Race in Homicide – Proposal

In my paper, I would like to look at what role race plays in Homicide, comparing and contrasting the way it is discussed in the television series and the book. For the moment, I am thinking of looking at several scenes in “Three Men and Adena,” one in particular where Tucker accuses Pembleton of being ashamed of his black heritage. I am also thinking of looking at the way African Americans are portrayed in both the book and the novel, especially comparing and contrasting the detectives versus the criminals – also looking at this scene.


I would like to write about the scene from episode 2 when Detective Bayliss goes to visit Idina Kisha Watson’s family and reveals to her mother that her daughter has been stabbed. I’d like to compare it to the scene in the book between Edgerton and Latonya’s mother and explore the changes in detail, story, dialogue, and emotionality and how they are changed or embellished when adapting from the book form. I will try to determine whether the television form necessitates and /or allows for certain kinds of storytelling and expression that are unique to that medium and different from the original literature.

Preliminary Essay Proposal

My essay will focus on the Homicide episode, “Three Men and Adena”. As we follow Pembleton and Bayliss spend their maximum allotted time of 12 hours interrogate the Araber in the Adena Watson case, we witness one of the most significant hours of television ever produced. While many police procedural shows have at least a few minutes dedicated to the “interrogation room” each episode, the antics mostly revolve on witty one liners and a hardly believable dialogue between the interrogators and the suspect. On top of explaining the significance of this episode for police procedural dramas, I also plan to delve into the episode head first, trying to pinpoint the key factors that created this tense and stirring episode.

#### Exercise brief
Resume the Homicide essay proposals after their last sentence, keeping the same voice.

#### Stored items
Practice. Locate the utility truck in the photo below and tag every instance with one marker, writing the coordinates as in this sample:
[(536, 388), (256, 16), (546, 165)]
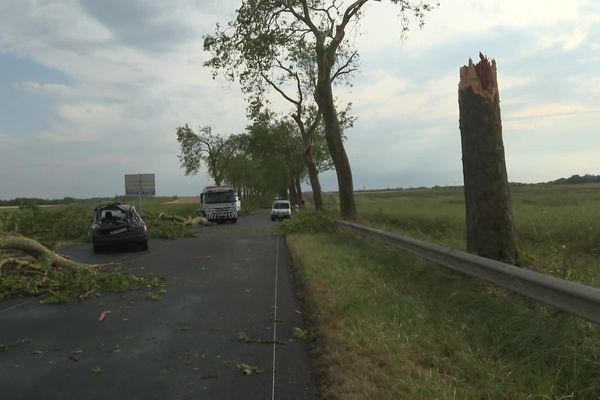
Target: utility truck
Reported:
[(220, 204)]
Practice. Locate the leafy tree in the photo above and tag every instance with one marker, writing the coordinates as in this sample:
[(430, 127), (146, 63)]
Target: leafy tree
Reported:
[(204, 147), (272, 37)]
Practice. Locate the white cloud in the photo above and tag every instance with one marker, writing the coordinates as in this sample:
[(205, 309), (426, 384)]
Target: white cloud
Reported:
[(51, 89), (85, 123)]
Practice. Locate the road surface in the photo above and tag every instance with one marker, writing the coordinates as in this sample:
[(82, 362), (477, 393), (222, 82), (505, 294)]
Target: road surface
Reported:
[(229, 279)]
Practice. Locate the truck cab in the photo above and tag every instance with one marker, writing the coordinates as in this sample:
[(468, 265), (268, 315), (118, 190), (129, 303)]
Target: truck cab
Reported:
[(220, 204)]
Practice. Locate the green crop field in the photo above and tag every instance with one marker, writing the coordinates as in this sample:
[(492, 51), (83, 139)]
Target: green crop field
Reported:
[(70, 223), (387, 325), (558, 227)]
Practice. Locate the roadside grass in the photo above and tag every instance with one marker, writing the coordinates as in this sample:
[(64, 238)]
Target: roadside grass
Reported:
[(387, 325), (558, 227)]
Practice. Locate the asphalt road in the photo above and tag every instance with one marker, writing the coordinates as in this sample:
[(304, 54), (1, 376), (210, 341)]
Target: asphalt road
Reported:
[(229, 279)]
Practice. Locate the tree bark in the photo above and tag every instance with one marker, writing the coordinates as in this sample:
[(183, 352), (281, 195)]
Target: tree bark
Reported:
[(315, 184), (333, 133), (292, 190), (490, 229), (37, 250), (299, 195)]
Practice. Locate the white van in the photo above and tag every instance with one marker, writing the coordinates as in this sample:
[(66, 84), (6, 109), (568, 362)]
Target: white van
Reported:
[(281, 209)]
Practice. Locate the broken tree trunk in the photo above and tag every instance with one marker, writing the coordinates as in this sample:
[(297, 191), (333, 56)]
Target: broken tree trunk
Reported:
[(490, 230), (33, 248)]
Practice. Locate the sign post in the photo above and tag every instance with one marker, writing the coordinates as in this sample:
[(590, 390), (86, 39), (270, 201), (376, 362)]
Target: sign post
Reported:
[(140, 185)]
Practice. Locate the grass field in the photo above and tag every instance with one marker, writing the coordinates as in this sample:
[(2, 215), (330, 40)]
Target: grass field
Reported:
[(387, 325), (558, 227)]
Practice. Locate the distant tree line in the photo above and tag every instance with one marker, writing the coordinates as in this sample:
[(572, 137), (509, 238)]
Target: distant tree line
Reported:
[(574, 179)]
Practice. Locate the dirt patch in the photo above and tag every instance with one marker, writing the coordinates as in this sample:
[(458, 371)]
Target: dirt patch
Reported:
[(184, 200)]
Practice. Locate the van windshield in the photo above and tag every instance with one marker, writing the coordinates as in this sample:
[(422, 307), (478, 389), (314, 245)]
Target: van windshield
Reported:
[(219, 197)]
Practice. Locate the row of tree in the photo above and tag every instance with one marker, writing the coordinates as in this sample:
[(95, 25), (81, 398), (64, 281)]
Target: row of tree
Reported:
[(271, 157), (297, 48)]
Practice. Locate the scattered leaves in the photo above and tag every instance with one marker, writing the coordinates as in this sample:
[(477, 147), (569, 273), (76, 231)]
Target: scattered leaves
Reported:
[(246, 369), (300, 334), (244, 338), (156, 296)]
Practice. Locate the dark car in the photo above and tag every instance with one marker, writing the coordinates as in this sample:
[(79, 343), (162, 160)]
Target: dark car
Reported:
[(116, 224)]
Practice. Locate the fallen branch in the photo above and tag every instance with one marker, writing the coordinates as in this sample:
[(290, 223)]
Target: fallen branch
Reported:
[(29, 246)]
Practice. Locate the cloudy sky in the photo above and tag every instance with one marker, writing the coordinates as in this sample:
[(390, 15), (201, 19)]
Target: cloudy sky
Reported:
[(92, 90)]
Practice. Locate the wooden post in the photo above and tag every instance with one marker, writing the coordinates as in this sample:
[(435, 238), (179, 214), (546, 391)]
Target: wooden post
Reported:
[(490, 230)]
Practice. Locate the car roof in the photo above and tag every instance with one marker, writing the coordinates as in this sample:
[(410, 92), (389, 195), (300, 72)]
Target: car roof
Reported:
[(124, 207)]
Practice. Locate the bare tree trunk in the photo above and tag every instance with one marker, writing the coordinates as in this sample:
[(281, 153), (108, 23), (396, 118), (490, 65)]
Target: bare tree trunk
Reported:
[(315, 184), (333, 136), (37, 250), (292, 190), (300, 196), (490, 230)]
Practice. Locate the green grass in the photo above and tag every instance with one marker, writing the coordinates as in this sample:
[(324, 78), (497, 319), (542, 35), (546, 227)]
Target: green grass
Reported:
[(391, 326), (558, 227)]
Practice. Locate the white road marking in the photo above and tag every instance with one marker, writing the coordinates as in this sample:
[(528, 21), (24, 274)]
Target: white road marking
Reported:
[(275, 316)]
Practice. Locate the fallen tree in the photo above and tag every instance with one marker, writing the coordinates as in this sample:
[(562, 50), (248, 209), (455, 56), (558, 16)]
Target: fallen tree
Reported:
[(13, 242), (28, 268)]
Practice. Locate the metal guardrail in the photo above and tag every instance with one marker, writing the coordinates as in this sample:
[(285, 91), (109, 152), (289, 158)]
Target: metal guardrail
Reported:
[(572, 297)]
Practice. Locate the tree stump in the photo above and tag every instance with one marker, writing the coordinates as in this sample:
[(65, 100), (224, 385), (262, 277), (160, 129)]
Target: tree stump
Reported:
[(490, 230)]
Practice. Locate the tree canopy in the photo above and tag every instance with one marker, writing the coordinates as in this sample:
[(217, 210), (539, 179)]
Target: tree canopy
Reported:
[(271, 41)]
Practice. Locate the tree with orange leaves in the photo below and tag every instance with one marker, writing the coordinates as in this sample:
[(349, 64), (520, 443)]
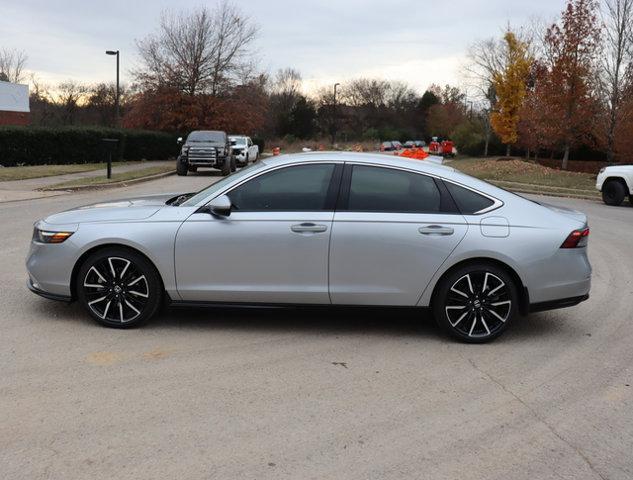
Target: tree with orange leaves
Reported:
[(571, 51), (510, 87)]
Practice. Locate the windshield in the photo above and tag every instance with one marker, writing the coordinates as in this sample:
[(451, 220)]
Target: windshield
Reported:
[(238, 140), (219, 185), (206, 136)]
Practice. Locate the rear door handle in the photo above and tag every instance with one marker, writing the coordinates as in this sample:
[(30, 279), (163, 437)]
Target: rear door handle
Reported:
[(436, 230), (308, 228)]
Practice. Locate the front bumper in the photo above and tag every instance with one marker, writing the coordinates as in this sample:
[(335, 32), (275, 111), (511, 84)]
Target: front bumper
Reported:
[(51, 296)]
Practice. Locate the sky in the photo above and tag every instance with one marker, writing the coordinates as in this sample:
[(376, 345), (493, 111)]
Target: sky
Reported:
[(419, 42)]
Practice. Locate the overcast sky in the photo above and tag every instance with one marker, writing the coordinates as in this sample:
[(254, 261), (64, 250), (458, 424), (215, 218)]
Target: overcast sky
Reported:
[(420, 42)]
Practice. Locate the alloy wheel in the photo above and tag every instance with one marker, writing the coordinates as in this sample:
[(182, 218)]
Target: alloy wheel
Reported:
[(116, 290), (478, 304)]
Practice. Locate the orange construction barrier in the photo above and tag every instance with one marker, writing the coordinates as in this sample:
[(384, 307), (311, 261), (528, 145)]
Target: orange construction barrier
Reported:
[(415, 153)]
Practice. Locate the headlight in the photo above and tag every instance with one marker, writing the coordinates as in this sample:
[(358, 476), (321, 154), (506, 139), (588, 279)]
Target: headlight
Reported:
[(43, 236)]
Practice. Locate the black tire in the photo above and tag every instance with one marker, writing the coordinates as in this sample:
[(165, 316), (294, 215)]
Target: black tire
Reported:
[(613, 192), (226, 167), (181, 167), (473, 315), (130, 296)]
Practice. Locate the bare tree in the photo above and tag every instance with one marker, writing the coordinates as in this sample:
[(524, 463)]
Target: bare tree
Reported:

#### Reply
essay proposal

I am going to focus on the scene in episode three, “Night of the Dead Living”, where the young boy is brought in as a suspect in Adena Watson’s murder. I will compare this scene to its equivalent in Simon’s Homicide: A Year on the Killing Streets where the twenty-year old man who checked out the book is brought in. I will also compare the tone of the humor in this scene to the tone of the humor in the book. Simon’s work contains mostly gallows humor that derives from the contrast between the heaviness of the situations the detectives are placed in and the lightness of their discussion of that situation. The book also has much more racy humor and plays on double entendre and sexual remarks between the male detectives. The television series has much less dark humor and far less sexual humor. In this scene, for instance, the joke about Kincaid taking his pants off in the heat is replaced by good natured ribbing between the detectives about their love lives or marriages and lack thereof. The age of the suspect brought in is lowered in the episode, because it derives humor from the farcical nature of a child being convinced that he has been brought to the police station for his treatment of a library book. I think that following these contrasts in the book and on the show will lead to a study in what type of humor is acceptable for television and an illustration of the reality of the book over the fictionalized world of the show.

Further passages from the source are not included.